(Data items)
------------

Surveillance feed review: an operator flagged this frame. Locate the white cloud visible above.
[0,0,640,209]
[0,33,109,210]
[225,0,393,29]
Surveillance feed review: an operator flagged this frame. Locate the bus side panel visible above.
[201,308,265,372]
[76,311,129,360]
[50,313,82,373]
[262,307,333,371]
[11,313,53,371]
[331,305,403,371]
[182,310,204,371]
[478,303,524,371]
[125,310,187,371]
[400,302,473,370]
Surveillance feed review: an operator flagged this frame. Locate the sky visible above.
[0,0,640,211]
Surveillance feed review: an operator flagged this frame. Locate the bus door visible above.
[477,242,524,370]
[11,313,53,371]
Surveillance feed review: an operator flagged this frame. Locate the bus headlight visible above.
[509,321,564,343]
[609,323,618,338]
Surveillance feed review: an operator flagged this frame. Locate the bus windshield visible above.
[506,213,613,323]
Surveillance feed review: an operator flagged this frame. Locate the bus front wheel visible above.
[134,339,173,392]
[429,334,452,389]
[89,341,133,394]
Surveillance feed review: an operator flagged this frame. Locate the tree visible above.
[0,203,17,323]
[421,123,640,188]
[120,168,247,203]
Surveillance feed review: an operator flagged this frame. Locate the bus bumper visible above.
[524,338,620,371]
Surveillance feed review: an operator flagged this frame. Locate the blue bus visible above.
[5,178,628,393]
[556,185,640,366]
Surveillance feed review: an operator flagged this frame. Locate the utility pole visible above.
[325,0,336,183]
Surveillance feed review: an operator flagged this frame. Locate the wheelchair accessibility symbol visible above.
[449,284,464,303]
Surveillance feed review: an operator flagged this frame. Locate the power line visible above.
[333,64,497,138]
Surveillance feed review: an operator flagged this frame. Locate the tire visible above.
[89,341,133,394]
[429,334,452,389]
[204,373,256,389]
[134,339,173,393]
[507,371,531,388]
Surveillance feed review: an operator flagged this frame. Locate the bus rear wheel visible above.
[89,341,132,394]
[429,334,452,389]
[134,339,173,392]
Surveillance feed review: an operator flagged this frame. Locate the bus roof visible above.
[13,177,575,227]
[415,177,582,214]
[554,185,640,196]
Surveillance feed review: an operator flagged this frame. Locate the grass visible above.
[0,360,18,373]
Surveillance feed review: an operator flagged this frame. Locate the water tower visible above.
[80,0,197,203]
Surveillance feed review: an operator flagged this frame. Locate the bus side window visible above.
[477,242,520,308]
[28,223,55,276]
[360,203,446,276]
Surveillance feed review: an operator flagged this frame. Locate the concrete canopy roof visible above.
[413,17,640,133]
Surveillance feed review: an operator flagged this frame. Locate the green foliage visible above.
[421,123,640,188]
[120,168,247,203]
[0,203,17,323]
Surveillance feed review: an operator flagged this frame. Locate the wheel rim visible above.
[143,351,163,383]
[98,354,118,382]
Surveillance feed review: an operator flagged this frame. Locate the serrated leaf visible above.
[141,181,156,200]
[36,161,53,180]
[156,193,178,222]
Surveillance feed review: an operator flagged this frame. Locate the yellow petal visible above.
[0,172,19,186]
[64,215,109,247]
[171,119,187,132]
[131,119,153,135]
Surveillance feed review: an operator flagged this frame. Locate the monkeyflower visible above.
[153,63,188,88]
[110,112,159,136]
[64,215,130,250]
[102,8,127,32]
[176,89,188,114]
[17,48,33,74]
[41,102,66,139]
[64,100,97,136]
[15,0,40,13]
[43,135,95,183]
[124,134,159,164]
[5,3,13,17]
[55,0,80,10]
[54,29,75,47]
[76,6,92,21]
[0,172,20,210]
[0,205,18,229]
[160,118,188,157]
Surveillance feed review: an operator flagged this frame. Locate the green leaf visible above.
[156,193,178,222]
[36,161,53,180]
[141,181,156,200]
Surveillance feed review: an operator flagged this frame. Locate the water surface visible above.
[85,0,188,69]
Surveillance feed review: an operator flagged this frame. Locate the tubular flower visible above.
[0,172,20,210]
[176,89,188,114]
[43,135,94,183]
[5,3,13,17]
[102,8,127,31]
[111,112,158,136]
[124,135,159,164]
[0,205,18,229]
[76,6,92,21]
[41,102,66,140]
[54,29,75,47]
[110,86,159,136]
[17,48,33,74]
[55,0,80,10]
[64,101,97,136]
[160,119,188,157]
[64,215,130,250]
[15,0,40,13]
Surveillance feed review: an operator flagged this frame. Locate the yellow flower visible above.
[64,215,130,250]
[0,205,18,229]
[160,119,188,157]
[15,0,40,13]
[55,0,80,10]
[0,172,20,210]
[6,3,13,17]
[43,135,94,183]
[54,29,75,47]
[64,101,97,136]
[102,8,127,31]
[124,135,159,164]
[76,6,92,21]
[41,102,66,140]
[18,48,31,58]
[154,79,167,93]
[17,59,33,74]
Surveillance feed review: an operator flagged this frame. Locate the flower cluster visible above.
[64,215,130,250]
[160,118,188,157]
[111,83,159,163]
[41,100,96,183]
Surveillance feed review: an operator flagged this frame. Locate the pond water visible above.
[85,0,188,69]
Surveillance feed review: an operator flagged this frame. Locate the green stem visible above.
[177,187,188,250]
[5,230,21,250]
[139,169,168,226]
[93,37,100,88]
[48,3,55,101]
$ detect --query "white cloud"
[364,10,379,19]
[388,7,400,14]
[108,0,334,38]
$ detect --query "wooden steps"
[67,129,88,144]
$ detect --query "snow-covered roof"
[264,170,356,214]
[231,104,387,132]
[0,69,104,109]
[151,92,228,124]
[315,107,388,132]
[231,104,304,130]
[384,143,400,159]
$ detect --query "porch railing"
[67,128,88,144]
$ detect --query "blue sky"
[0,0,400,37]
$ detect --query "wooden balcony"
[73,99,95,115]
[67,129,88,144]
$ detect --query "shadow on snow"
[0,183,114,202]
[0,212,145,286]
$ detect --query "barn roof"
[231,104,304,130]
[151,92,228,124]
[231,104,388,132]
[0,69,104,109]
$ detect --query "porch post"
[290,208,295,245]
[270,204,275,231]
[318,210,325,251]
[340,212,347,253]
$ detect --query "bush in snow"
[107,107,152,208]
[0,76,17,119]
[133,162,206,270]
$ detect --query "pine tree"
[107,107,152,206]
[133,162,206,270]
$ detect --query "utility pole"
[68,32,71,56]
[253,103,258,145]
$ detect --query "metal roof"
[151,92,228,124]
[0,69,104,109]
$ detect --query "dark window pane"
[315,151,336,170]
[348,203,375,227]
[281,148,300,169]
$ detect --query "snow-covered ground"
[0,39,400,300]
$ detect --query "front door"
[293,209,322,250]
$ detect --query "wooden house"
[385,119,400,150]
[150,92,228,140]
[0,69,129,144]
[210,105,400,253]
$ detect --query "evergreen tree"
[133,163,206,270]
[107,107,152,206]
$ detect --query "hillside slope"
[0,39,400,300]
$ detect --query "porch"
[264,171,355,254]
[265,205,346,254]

------------

Brief> Rewrite every one of the rows above, replacing "utility pole" with "telephone pole" wherever it occurs and leaving everything else unchanged.

Reply to the task>
Surveillance feed review: an operator flagged this frame. Locate the white cloud visible above.
[0,0,640,209]
[0,33,109,210]
[225,0,393,29]
Surveillance feed review: an operator flagged this frame. Locate the bus side panel visible above.
[201,308,265,372]
[76,311,129,360]
[50,313,82,373]
[262,307,333,371]
[11,313,53,371]
[331,305,403,371]
[182,310,204,371]
[478,303,524,371]
[125,310,187,371]
[400,302,473,370]
Surveillance feed review: an operator flagged this frame. Locate the sky visible above.
[0,0,640,211]
Surveillance feed review: an operator flagged this frame. Locate the bus door visible above.
[477,242,524,370]
[11,313,53,371]
Surveillance feed review: an operator flagged this frame. Locate the bus headlight visible above.
[509,321,564,343]
[609,323,618,338]
Surveillance feed review: an operator flagged this frame. Locate the bus windshield visible above.
[506,213,613,323]
Surveillance feed review: an operator flagged this frame. Locate the bus front wheel visible above.
[134,339,173,392]
[429,334,452,389]
[89,341,133,394]
Surveillance feed review: an operator flagged this frame. Locate the tree visible above.
[0,203,17,323]
[421,123,640,188]
[120,168,247,203]
Surveillance feed review: an operator flagged this frame. Locate the bus bumper visible above.
[524,338,620,371]
Surveillance feed review: an operator flagged this frame. Locate the blue bus visible above.
[5,178,628,393]
[556,185,640,366]
Surveillance feed review: an operator flagged this frame. Locate the telephone pole visible above.
[325,0,336,183]
Surveillance feed review: an operator flagged this frame. Locate the wheelchair accessibility symbol visible above.
[449,284,464,303]
Surveillance feed review: an operator flagged this frame. Locate the power line visible above.
[333,64,497,138]
Surveillance feed review: an operator flagged this frame. Locate the tire visible above.
[89,341,133,394]
[429,334,452,389]
[204,373,256,389]
[134,339,173,393]
[507,371,531,388]
Surveillance feed review: an operator flagged this frame. Locate the bus rear wheel visible above.
[89,341,132,394]
[429,334,452,389]
[134,339,173,392]
Surveillance feed review: an operator flagged this frame. Locate the bus roof visible above.
[13,177,575,227]
[415,177,582,214]
[554,185,640,196]
Surveillance feed review: an operator flagged this frame. Locate the grass visible above.
[0,360,18,373]
Surveillance feed review: an operator flagged this frame. Locate the water tower visible above.
[80,0,197,203]
Surveillance feed review: an operator flagged this frame. Locate the bus side window visible above.
[477,242,520,308]
[28,223,55,276]
[360,203,446,276]
Surveillance feed review: an operator flagged this frame. Locate the concrete canopy roof visible above.
[413,17,640,133]
Surveillance feed review: an operator flagged this frame. Locate the green foliage visible above.
[421,123,640,188]
[120,168,247,203]
[0,203,17,323]
Surveillance feed review: an operator flagged this frame. Locate the wheel rim visible above.
[143,351,163,383]
[98,354,118,382]
Surveillance feed review: an operator flagged this frame. Locate the serrated leaf visible above.
[141,181,156,200]
[36,161,53,180]
[156,193,178,222]
Surveillance feed review: an operator flagged this frame. Locate the yellow petal visible above.
[0,172,19,186]
[64,215,109,247]
[171,119,187,132]
[131,119,153,135]
Surveillance feed review: an operator flagged this frame. Locate the monkeyflower visible above.
[153,63,188,88]
[110,112,159,136]
[64,215,130,250]
[102,8,127,32]
[176,89,188,114]
[17,48,33,74]
[41,102,66,139]
[64,100,97,136]
[15,0,40,13]
[43,135,95,183]
[124,134,159,164]
[5,3,13,17]
[55,0,80,10]
[54,29,75,47]
[76,6,92,21]
[0,172,20,210]
[0,205,18,229]
[160,118,188,157]
Surveillance feed review: an operator flagged this frame. Locate the green leaf visible above.
[156,193,178,222]
[36,161,53,180]
[141,181,156,200]
Surveillance feed review: an operator flagged this frame. Locate the water surface visible above.
[85,0,188,69]
Surveillance feed review: an operator flagged this frame. Locate the tubular flower visible above.
[0,172,20,210]
[176,89,188,114]
[43,135,94,183]
[5,3,13,17]
[102,8,127,31]
[111,112,158,136]
[124,135,159,164]
[0,205,18,229]
[76,6,92,21]
[41,102,66,140]
[54,29,75,47]
[110,86,159,136]
[17,48,33,74]
[55,0,80,10]
[64,101,97,136]
[160,119,188,157]
[64,215,130,250]
[15,0,40,13]
Surveillance feed review: an operator flagged this frame. Locate the yellow flower visible above.
[64,215,130,250]
[0,205,18,229]
[160,119,188,157]
[15,0,40,13]
[55,0,80,10]
[0,172,20,210]
[6,3,13,17]
[43,135,94,183]
[54,29,75,47]
[64,101,97,136]
[102,8,127,31]
[124,135,159,164]
[76,6,92,21]
[41,102,66,140]
[18,48,31,58]
[154,79,167,93]
[17,59,33,74]
Surveillance feed review: an operator flagged this frame. Locate the flower cluster visible above.
[64,215,130,250]
[160,118,188,157]
[111,83,159,163]
[41,100,96,183]
Surveillance feed review: an operator flagged this frame. Locate the pond water visible above.
[85,0,188,69]
Surveillance feed review: an operator flagged this frame. Locate the green stem visible above.
[177,187,188,250]
[5,230,21,250]
[139,169,168,226]
[93,37,100,88]
[48,3,55,101]
$ detect --query "white cloud"
[364,10,379,19]
[388,7,400,14]
[108,0,334,38]
$ detect --query "wooden steps"
[67,129,88,144]
$ detect --query "snow-covered roof"
[264,170,356,214]
[231,104,387,132]
[0,69,104,109]
[151,92,228,124]
[315,107,388,132]
[231,104,304,130]
[384,143,400,159]
$ detect --query "porch railing"
[67,128,88,144]
$ detect --query "blue sky"
[0,0,400,37]
$ detect --query "wooden balcony"
[73,99,95,115]
[67,129,88,144]
$ detect --query "shadow on snow"
[0,183,114,202]
[0,212,145,286]
$ detect --query "barn roof"
[231,104,304,130]
[151,92,228,124]
[231,104,388,132]
[0,69,104,109]
$ detect --query "porch post"
[290,208,295,245]
[270,204,275,231]
[318,210,325,251]
[340,212,347,253]
$ detect --query "bush in snow"
[107,107,152,208]
[0,76,17,119]
[133,162,206,270]
$ detect --query "pine tree"
[107,107,152,206]
[133,162,206,270]
$ detect --query "telephone pole"
[68,32,71,56]
[253,103,258,145]
$ detect --query "metal roof"
[151,92,228,124]
[0,69,104,109]
$ detect --query "dark window pane"
[315,151,336,170]
[348,203,375,227]
[281,148,300,169]
$ detect --query "snow-covered ground"
[0,39,400,300]
$ detect --query "front door"
[293,209,322,250]
$ detect --query "wooden house"
[385,119,400,150]
[150,92,228,140]
[0,69,129,144]
[210,105,400,253]
$ detect --query "evergreen tree"
[133,163,206,270]
[107,107,152,206]
$ detect --query "hillside slope"
[0,39,400,300]
$ detect --query "porch"
[264,171,355,254]
[265,205,346,254]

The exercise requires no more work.